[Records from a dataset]
* START *

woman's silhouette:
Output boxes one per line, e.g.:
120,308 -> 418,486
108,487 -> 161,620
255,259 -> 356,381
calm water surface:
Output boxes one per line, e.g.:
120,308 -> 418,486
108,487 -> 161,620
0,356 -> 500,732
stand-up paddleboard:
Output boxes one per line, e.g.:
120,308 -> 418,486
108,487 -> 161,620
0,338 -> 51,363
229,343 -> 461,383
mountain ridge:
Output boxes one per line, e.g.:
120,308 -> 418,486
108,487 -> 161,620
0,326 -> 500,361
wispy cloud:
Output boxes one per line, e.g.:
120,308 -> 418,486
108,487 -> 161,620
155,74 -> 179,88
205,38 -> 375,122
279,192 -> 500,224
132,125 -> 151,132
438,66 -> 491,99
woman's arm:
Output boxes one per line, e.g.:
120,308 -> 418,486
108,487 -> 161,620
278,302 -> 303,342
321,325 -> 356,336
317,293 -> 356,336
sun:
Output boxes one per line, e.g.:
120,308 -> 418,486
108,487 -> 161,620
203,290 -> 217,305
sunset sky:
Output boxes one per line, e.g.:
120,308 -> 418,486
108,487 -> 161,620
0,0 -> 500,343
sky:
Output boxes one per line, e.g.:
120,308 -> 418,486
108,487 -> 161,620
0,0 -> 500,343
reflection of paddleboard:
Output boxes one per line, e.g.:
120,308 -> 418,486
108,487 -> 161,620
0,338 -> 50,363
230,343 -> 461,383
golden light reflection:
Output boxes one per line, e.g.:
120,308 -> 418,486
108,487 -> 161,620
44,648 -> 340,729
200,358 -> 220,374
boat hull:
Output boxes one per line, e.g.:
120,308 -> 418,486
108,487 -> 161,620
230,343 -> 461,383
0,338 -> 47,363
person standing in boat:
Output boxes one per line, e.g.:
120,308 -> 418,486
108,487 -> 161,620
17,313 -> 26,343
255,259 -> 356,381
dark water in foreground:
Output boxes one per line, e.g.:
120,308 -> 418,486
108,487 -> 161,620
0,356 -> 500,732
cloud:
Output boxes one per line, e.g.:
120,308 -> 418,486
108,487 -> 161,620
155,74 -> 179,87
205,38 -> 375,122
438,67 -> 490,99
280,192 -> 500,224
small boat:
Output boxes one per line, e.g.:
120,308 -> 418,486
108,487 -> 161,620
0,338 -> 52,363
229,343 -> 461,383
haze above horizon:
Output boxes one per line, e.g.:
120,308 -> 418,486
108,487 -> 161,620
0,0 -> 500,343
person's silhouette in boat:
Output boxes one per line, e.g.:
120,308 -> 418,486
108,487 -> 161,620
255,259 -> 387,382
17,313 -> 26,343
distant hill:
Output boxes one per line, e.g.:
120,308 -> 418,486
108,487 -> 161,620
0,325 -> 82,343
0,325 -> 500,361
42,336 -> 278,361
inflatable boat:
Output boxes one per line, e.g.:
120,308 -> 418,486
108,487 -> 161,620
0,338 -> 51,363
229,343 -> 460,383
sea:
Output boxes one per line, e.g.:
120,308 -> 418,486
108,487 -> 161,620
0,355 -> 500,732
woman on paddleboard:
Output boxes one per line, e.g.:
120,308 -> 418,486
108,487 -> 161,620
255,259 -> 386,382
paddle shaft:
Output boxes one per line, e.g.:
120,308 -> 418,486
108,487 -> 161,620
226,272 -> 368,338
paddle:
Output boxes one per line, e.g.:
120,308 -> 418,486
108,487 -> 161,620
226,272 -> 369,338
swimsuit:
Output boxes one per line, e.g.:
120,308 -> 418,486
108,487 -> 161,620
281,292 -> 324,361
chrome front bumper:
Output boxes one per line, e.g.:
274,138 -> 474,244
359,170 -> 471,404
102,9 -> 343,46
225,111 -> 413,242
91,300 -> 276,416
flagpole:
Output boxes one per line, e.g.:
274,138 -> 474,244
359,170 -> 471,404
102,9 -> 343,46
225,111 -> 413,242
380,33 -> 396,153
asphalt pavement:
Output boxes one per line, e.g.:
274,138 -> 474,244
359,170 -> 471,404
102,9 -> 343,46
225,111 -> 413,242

* END *

Written task:
Could you write out all of the records above, word for word, with nothing left out or changed?

Finished answer:
woman's silhouette:
Output boxes one per line, e.g.:
120,308 -> 418,486
108,487 -> 161,620
255,259 -> 356,381
calm water surface:
Output boxes one per line, e.g.:
120,308 -> 418,486
108,487 -> 161,620
0,356 -> 500,732
stand-up paddleboard:
Output boxes one per line, e.g.:
120,308 -> 418,486
108,487 -> 161,620
0,338 -> 51,363
229,343 -> 461,383
mountain ridge:
Output boxes one per line, e.g.:
120,308 -> 418,486
108,487 -> 161,620
0,326 -> 500,361
wispy cloud:
Output boxes one per line, e.g.:
120,308 -> 418,486
108,487 -> 161,620
155,74 -> 179,88
205,38 -> 375,122
279,192 -> 500,224
132,125 -> 151,132
438,66 -> 491,99
woman's arm:
Output boxes one per line, e.g.:
120,308 -> 418,486
108,487 -> 161,620
278,302 -> 303,342
321,325 -> 356,336
317,293 -> 356,336
sun:
Output boxes one per line, e.g.:
120,308 -> 418,486
108,487 -> 161,620
203,290 -> 217,305
sunset sky:
Output boxes one per line, e.g.:
120,308 -> 418,486
108,487 -> 161,620
0,0 -> 500,343
sky:
Output boxes one per line, e.g.:
120,308 -> 418,486
108,487 -> 161,620
0,0 -> 500,343
reflection of paddleboard:
Output boxes one per line, e.g.:
120,308 -> 418,486
108,487 -> 161,620
0,338 -> 50,363
230,343 -> 461,383
golden light reflection:
Output boxes one per line, e.g.:
120,308 -> 418,486
108,487 -> 161,620
44,648 -> 340,729
200,358 -> 220,374
boat hull:
Output boxes one per line, e.g.:
120,308 -> 418,486
108,487 -> 161,620
230,343 -> 461,383
0,338 -> 47,363
person standing in boat:
Output boxes one per line, e.g.:
120,308 -> 418,486
108,487 -> 161,620
17,313 -> 26,343
255,259 -> 356,381
dark water in foreground:
Output boxes one per line, e.g.:
120,308 -> 418,486
108,487 -> 161,620
0,356 -> 500,732
cloud:
Output boxes one per line, e.g.:
120,308 -> 418,486
108,487 -> 161,620
155,74 -> 179,87
205,38 -> 375,122
438,67 -> 490,99
280,192 -> 500,224
small boat:
Output boxes one per line, e.g.:
120,308 -> 418,486
108,487 -> 161,620
0,338 -> 52,363
229,343 -> 461,383
haze above horizon:
Output boxes one per line, e.g.:
120,308 -> 418,486
108,487 -> 161,620
0,0 -> 500,343
person's silhouette in boat:
Output boxes one per line, e.g.:
120,308 -> 418,486
108,487 -> 161,620
255,259 -> 387,382
17,313 -> 26,343
distant hill:
Output boxes one per line, e.g.:
120,308 -> 418,486
108,487 -> 161,620
0,325 -> 82,343
0,325 -> 500,361
42,336 -> 278,361
inflatable boat:
Output boxes one per line, e.g.:
120,308 -> 418,486
108,487 -> 161,620
0,338 -> 51,363
229,343 -> 460,383
sea:
Output boxes one per line, e.g.:
120,308 -> 418,486
108,487 -> 161,620
0,355 -> 500,732
woman on paddleboard:
Output boxes one per line, e.g.:
120,308 -> 418,486
108,487 -> 161,620
255,259 -> 386,382
paddle shaft:
Output boxes one per line, e.g.:
120,308 -> 418,486
108,487 -> 161,620
226,272 -> 368,338
paddle:
Output boxes one per line, e.g.:
120,308 -> 418,486
108,487 -> 161,620
226,272 -> 369,338
swimsuit:
Output boxes one per line, e.g.:
120,308 -> 418,486
108,487 -> 161,620
281,292 -> 324,361
chrome front bumper:
Output boxes one per line, e.g.:
274,138 -> 474,244
359,170 -> 471,404
102,9 -> 343,46
225,111 -> 413,242
91,300 -> 276,416
flagpole:
Output boxes one per line, e.g.:
274,138 -> 474,244
359,170 -> 471,404
102,9 -> 343,46
225,111 -> 413,242
380,33 -> 396,153
asphalt pavement:
Output boxes one per line, e.g.:
274,138 -> 474,244
359,170 -> 471,404
102,9 -> 343,46
225,111 -> 413,242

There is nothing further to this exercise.